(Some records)
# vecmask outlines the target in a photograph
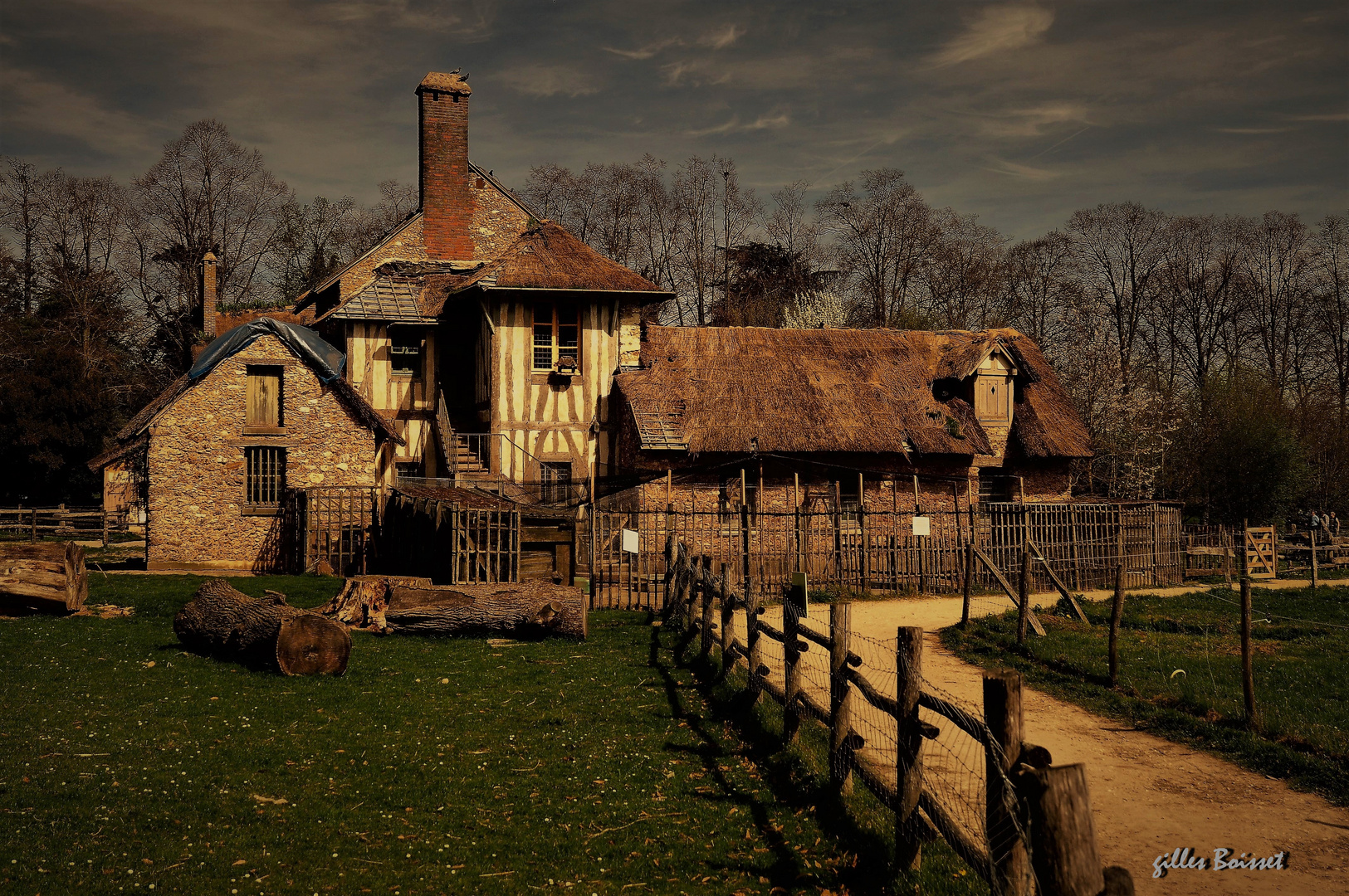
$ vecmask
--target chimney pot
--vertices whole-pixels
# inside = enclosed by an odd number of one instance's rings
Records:
[[[463,75],[428,73],[417,86],[421,131],[422,245],[437,261],[472,261],[473,198],[468,168],[468,97]],[[452,102],[444,102],[442,97]]]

• Written instruction: Write out the records above word for word, leaving out the picture.

• Finished task:
# vecmask outlines the target in a photograph
$ vecmask
--target chimney pot
--vertices whole-pixels
# inside = enclosed by an odd number of one instance's rings
Records:
[[[463,75],[428,73],[417,86],[421,131],[422,245],[437,261],[472,261],[473,198],[468,168],[468,97]],[[452,102],[444,102],[442,97]]]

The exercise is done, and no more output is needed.